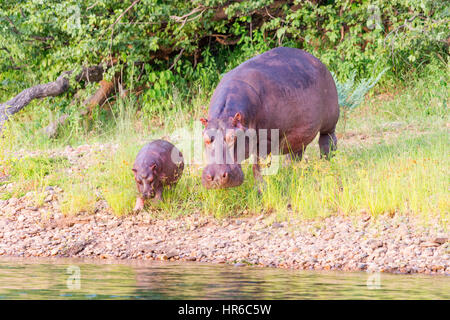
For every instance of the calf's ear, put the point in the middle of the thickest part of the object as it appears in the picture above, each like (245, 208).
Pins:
(237, 119)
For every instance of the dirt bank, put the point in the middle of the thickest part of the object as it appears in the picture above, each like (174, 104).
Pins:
(387, 244)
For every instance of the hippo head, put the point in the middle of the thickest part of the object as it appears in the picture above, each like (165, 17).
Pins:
(146, 179)
(223, 168)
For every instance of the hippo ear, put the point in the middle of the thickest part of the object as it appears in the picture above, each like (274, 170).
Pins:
(237, 119)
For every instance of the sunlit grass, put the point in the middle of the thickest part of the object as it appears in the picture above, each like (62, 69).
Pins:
(405, 171)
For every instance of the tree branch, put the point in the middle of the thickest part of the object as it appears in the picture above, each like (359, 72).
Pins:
(51, 89)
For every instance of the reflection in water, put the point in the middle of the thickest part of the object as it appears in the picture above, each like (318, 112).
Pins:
(88, 279)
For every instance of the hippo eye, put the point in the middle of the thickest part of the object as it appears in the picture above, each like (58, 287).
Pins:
(208, 139)
(230, 138)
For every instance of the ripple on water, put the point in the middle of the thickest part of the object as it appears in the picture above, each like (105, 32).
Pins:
(89, 279)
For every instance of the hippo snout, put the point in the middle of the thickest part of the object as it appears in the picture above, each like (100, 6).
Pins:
(148, 194)
(222, 176)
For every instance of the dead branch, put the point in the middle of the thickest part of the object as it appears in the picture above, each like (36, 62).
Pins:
(51, 89)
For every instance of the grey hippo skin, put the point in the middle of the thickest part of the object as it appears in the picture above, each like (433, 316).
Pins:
(158, 164)
(286, 89)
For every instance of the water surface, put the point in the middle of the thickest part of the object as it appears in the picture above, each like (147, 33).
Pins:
(93, 279)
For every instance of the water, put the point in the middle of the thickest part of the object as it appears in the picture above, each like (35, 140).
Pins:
(93, 279)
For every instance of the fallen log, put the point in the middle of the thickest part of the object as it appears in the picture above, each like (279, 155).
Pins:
(51, 89)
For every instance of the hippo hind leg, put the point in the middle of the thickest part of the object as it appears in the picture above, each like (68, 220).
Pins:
(327, 143)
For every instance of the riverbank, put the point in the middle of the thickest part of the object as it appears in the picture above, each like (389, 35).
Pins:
(397, 244)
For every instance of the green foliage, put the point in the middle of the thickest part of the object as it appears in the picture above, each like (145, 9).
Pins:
(351, 95)
(186, 44)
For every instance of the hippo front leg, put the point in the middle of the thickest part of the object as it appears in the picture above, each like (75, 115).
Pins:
(258, 176)
(327, 143)
(139, 204)
(158, 196)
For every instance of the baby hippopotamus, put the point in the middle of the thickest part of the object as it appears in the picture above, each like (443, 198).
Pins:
(157, 165)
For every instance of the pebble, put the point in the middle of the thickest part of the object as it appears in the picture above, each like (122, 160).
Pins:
(382, 243)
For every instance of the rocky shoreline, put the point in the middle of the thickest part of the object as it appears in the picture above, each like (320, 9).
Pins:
(397, 244)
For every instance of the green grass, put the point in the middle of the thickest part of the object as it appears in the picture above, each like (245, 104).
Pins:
(401, 166)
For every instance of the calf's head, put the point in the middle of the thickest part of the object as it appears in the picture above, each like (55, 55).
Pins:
(146, 179)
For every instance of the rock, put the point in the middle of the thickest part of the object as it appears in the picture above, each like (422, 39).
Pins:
(428, 244)
(277, 225)
(172, 254)
(440, 240)
(373, 244)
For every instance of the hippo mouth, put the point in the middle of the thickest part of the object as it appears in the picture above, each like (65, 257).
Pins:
(149, 195)
(222, 176)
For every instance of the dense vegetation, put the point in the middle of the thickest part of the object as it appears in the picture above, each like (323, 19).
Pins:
(164, 47)
(165, 58)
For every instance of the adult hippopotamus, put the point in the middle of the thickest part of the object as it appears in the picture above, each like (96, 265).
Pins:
(286, 89)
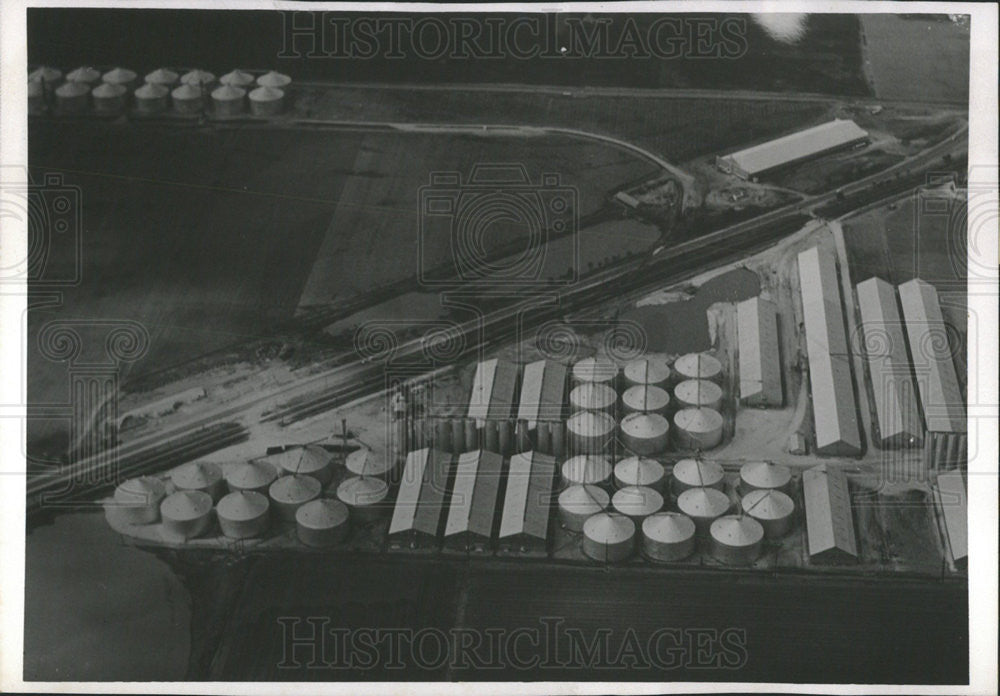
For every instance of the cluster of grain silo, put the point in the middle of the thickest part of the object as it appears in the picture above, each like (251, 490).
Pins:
(195, 92)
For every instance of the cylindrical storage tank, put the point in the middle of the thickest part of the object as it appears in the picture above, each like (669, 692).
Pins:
(591, 469)
(162, 77)
(289, 493)
(650, 369)
(668, 536)
(772, 508)
(266, 101)
(578, 503)
(640, 471)
(200, 476)
(637, 502)
(364, 496)
(645, 433)
(645, 398)
(608, 537)
(251, 476)
(697, 366)
(186, 514)
(703, 505)
(151, 98)
(764, 475)
(696, 473)
(598, 370)
(84, 75)
(321, 522)
(736, 539)
(698, 428)
(72, 97)
(121, 76)
(243, 514)
(139, 499)
(593, 396)
(694, 393)
(274, 79)
(228, 100)
(238, 78)
(590, 432)
(109, 99)
(187, 99)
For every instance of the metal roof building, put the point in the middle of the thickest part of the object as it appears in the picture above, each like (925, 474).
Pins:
(524, 522)
(420, 501)
(834, 408)
(760, 354)
(937, 381)
(884, 345)
(793, 148)
(493, 390)
(543, 392)
(474, 499)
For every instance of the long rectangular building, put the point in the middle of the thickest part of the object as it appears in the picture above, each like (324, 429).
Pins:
(884, 344)
(793, 148)
(931, 352)
(835, 411)
(760, 353)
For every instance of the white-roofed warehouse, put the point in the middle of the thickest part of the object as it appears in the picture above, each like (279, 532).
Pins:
(793, 148)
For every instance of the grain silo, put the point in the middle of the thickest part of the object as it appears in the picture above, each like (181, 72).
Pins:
(772, 508)
(590, 432)
(766, 475)
(289, 493)
(274, 79)
(151, 98)
(668, 536)
(736, 539)
(121, 76)
(640, 471)
(586, 469)
(591, 396)
(228, 100)
(578, 503)
(637, 502)
(266, 101)
(109, 99)
(698, 366)
(84, 75)
(694, 393)
(199, 476)
(162, 77)
(321, 522)
(645, 433)
(597, 369)
(364, 496)
(254, 475)
(697, 473)
(186, 514)
(244, 514)
(188, 99)
(645, 397)
(72, 97)
(698, 428)
(608, 537)
(139, 499)
(704, 506)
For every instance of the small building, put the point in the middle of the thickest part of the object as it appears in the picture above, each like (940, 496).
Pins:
(759, 353)
(765, 158)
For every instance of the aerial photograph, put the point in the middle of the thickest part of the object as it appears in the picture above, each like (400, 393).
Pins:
(497, 346)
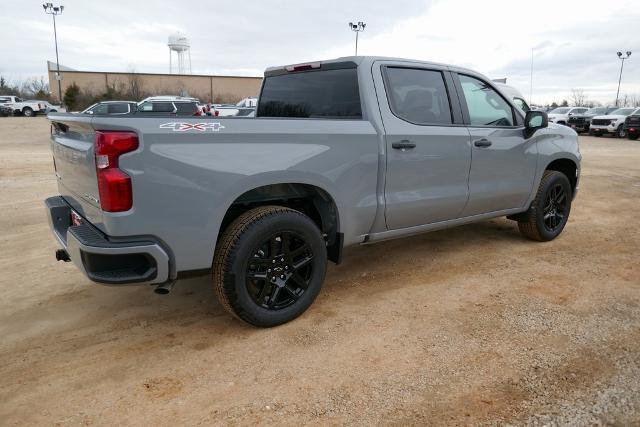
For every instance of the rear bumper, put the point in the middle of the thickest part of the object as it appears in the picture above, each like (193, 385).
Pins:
(103, 259)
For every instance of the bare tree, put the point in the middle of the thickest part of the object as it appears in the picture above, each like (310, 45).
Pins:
(578, 98)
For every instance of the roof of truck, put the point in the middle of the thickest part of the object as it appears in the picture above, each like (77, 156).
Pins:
(358, 60)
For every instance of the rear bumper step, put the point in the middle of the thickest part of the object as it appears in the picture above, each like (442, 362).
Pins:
(100, 258)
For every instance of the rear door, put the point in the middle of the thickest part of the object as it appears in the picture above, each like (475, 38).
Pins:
(428, 147)
(503, 162)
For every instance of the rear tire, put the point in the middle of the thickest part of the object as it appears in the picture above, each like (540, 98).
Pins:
(549, 211)
(269, 265)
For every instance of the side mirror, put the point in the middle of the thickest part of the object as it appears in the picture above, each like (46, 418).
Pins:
(535, 120)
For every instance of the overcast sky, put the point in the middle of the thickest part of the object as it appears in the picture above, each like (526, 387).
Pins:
(573, 42)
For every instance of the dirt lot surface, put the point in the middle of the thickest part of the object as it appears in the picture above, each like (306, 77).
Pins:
(465, 326)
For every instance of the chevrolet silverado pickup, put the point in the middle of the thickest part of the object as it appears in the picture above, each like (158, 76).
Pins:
(342, 152)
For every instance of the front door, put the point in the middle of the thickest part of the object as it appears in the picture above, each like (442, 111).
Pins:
(503, 163)
(428, 148)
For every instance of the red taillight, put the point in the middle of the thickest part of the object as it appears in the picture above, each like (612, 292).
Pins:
(114, 186)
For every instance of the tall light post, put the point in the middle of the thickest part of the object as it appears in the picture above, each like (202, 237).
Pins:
(621, 67)
(52, 10)
(357, 28)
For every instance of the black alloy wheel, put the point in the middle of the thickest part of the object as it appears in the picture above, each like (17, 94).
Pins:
(555, 209)
(280, 270)
(269, 265)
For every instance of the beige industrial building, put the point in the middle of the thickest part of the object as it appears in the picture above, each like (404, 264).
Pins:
(208, 88)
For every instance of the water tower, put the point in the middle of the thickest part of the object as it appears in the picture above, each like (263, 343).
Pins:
(179, 43)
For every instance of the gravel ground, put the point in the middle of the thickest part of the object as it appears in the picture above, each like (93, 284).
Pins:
(473, 325)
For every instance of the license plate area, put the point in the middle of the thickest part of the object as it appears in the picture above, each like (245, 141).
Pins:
(76, 219)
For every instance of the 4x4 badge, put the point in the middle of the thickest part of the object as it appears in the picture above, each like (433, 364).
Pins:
(183, 126)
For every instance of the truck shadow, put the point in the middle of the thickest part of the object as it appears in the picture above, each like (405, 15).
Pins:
(192, 311)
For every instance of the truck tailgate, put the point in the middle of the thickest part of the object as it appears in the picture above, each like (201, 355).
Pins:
(72, 145)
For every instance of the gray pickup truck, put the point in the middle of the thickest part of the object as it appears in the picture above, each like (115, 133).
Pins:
(342, 152)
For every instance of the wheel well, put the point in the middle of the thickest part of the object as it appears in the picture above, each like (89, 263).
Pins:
(308, 199)
(567, 167)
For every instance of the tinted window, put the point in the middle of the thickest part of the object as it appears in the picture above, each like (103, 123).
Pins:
(186, 107)
(486, 107)
(100, 109)
(314, 94)
(418, 96)
(157, 107)
(118, 108)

About this exercise » Output exactly the lines from the first line of the records through the line containing "For every instance of the hippo head, put". Leave out every picture.

Completed task »
For every instance of the calf's ear, put the point in the middle of the thickest part of the object as it appears in the picture above, each like (245, 208).
Pins:
(237, 119)
For every instance of the dirt bank, put the point in the middle of the thickest part of the object as it appears in the picture above, each like (174, 104).
Pins:
(387, 244)
For every instance of the hippo head, put the point in the middle of the thickest part of the object as it appears in the picture above, each like (165, 17).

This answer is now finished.